**Do this**
Rewrite the lines below that open with the line containing "Each instance of the yellow-green" and close with the line containing "[1284, 400]", substituting "small green bush" for "low green shrub" and keeping everything else unchanged.

_ _ _

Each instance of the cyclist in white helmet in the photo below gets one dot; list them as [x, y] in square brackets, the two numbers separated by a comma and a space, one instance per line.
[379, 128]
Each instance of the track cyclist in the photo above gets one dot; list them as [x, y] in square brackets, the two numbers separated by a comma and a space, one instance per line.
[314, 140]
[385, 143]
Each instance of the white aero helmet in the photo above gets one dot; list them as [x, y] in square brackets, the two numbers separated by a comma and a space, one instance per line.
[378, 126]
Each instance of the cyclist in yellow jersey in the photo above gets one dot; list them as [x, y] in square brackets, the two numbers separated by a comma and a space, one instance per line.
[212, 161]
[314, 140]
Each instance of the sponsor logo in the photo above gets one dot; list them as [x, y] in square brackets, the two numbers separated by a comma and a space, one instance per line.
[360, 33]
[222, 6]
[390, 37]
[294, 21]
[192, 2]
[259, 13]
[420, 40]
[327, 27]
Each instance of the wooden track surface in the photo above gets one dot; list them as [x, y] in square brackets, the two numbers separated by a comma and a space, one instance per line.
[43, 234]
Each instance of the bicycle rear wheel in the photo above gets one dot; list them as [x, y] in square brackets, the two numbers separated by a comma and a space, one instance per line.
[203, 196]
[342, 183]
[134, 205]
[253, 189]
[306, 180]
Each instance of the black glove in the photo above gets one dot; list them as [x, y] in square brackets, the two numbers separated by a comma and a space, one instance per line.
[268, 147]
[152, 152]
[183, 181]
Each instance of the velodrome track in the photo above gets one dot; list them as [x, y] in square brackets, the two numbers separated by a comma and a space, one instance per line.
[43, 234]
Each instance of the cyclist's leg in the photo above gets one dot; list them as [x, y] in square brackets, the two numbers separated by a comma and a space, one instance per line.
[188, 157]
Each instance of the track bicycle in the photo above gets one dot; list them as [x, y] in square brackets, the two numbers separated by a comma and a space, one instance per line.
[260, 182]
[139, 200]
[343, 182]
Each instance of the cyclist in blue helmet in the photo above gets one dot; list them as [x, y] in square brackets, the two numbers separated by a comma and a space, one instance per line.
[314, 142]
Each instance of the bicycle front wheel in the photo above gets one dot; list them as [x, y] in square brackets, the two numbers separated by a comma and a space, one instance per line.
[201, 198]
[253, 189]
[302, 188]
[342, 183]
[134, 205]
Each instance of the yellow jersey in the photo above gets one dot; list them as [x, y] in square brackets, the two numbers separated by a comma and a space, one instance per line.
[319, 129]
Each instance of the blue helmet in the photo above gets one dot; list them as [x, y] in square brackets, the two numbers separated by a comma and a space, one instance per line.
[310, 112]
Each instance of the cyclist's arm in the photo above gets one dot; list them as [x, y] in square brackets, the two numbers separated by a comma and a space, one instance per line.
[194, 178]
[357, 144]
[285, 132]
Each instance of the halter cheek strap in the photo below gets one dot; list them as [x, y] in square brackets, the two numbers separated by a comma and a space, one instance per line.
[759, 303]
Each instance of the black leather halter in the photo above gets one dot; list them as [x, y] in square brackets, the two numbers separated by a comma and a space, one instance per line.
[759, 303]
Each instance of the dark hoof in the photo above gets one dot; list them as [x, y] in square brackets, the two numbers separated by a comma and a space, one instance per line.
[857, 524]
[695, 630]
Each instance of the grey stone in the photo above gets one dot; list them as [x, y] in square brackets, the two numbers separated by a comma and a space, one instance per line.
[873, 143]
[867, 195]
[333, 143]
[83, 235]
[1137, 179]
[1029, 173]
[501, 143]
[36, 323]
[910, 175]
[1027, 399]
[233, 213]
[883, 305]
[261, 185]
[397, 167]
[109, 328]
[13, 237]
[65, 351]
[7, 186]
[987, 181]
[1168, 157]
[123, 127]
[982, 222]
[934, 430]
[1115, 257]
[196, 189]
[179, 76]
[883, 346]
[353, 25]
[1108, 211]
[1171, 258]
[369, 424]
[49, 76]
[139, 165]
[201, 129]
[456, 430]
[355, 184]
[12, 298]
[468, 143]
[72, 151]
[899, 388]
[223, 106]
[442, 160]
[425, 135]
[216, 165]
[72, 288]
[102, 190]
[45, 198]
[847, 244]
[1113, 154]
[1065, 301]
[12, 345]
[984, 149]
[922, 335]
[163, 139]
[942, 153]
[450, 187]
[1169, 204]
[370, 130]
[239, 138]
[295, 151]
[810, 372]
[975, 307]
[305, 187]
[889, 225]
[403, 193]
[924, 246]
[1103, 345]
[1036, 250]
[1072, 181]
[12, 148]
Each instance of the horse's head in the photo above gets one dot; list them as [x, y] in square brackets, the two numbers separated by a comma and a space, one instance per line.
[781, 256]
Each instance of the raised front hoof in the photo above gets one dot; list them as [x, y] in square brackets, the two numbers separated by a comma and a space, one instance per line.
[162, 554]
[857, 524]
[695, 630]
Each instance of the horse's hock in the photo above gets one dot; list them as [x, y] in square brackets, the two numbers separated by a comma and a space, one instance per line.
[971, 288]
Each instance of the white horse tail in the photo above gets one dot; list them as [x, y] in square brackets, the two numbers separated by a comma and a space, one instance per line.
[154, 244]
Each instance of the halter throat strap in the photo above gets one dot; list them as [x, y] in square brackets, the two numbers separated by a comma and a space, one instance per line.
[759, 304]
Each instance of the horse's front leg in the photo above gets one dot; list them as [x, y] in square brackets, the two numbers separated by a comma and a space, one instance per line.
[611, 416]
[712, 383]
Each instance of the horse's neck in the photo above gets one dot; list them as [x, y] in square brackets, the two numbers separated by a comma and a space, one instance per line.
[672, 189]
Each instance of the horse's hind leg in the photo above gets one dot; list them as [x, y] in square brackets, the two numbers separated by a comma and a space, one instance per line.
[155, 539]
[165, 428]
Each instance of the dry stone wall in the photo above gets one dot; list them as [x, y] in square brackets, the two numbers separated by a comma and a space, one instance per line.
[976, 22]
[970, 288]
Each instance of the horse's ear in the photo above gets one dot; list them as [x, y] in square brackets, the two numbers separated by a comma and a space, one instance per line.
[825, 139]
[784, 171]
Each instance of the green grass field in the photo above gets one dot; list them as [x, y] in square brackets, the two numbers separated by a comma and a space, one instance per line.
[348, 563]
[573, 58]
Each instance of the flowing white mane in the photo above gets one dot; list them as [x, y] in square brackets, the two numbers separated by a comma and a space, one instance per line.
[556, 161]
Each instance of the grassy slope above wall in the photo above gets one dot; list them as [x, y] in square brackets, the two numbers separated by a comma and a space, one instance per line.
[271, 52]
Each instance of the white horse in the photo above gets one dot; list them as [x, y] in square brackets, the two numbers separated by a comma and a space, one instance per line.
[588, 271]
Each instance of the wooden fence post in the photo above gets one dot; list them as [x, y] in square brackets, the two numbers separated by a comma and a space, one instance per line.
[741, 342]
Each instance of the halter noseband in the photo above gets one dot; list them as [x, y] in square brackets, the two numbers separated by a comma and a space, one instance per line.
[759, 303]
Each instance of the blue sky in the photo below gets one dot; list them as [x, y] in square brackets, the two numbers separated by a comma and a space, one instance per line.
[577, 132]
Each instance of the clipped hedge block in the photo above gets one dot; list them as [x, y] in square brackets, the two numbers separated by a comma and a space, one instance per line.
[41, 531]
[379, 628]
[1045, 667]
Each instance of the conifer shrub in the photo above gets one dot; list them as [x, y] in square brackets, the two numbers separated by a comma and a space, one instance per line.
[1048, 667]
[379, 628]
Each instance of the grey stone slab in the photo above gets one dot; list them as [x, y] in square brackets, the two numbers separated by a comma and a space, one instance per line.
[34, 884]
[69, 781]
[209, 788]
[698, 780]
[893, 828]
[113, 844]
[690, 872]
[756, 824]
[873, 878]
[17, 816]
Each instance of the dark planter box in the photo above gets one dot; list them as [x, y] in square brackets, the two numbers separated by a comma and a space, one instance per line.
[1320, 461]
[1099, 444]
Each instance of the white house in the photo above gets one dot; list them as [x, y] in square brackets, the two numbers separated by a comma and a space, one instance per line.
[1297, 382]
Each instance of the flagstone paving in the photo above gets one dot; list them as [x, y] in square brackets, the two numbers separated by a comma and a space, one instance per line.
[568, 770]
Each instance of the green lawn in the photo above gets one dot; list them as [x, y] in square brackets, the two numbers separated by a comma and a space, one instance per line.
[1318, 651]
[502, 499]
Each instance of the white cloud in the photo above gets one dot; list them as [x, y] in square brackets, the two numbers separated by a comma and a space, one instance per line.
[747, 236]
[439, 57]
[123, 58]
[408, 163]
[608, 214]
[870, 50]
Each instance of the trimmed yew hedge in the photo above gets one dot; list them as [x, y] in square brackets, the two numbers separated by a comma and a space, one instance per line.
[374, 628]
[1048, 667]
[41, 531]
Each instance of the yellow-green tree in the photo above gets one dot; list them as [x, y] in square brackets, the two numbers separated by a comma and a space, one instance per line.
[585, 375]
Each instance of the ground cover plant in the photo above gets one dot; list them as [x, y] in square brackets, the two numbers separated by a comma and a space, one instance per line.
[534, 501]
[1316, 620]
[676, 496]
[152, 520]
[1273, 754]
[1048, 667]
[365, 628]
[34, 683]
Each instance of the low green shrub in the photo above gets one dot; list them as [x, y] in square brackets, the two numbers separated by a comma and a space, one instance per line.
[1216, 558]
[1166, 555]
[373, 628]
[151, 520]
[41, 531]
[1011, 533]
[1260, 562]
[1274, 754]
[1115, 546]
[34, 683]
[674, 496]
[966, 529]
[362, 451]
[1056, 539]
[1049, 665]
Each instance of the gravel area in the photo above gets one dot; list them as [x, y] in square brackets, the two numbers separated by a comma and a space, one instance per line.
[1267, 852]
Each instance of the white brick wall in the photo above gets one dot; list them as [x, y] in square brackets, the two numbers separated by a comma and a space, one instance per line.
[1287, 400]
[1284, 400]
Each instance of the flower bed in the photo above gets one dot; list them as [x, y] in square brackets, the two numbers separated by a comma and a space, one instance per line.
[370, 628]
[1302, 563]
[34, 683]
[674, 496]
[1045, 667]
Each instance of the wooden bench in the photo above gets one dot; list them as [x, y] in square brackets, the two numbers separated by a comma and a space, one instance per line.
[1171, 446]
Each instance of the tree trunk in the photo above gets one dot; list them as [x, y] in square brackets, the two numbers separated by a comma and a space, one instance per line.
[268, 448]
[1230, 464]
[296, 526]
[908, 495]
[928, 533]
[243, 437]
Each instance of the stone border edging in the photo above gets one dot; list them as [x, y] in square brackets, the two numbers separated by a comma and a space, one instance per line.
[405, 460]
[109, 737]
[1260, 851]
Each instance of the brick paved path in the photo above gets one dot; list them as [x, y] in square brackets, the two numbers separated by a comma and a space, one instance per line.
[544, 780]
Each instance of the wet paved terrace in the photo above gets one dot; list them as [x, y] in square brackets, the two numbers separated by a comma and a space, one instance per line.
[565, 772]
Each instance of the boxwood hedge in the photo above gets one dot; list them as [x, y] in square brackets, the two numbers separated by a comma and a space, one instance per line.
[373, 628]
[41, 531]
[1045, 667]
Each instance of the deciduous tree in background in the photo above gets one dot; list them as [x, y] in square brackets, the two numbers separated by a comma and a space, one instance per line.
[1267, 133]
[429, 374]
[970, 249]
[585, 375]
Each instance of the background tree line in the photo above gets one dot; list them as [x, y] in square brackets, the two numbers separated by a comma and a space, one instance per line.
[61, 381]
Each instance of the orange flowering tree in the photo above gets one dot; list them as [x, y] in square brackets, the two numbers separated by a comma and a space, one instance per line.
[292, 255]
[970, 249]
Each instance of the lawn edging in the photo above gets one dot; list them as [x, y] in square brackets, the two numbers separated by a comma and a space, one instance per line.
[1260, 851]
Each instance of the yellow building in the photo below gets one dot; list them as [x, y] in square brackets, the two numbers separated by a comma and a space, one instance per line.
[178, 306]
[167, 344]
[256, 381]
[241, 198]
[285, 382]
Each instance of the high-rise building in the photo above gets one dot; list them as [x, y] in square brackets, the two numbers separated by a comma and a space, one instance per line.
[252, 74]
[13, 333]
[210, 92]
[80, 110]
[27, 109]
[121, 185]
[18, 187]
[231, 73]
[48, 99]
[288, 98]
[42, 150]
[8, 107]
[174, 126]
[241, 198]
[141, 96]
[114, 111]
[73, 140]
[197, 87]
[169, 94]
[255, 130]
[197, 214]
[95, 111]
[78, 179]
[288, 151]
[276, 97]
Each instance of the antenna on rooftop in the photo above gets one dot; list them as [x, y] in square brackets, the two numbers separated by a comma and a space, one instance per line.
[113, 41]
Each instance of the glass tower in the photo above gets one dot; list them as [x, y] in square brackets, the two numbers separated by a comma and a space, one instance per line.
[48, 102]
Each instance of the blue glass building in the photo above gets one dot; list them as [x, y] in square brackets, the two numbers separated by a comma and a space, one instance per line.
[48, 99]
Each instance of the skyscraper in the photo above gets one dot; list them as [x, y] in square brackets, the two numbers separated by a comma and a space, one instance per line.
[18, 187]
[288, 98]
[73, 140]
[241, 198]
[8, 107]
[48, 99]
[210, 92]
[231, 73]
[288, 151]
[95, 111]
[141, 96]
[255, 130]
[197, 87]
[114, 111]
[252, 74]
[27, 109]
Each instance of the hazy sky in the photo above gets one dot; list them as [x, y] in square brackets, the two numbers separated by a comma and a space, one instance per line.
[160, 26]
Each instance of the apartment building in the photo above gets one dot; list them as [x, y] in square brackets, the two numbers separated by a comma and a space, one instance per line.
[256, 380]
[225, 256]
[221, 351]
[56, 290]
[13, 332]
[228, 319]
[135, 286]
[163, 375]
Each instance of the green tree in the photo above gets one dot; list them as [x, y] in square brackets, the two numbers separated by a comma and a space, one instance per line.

_ _ _

**Solution to this exercise**
Each instance of the yellow-green tree in the photo above gets one dot; list them as [x, y] in square brackets, the two numbers separated by a comma and a space, one instance per line.
[585, 375]
Each instance of the ground cover plant in the photo above gets one dot; list them as [x, y] in square brackets, the two numbers separated by a comma and a space, one instance per line.
[534, 501]
[1316, 620]
[676, 496]
[152, 520]
[1273, 754]
[1048, 667]
[365, 628]
[34, 683]
Each instance of the small green bush in the photo above gets one dot; list them as [x, y] in square brackets, the two numbers separated by a comma and a space, one instance per line.
[1216, 558]
[1166, 555]
[373, 628]
[151, 520]
[41, 531]
[1011, 533]
[1260, 562]
[1274, 754]
[1115, 546]
[34, 683]
[674, 496]
[966, 529]
[362, 451]
[1056, 539]
[1049, 665]
Each instance of the gravel area in the photo above gets one dot; list them as [x, y] in square brackets, the two numbers separated by a comma and a space, one instance per line.
[1267, 852]
Each instance of the white brick wall in the photo above gets one dot; list them as [x, y] in square brackets, the two numbers separated by a comma and a space, one instance per line.
[1287, 400]
[1284, 400]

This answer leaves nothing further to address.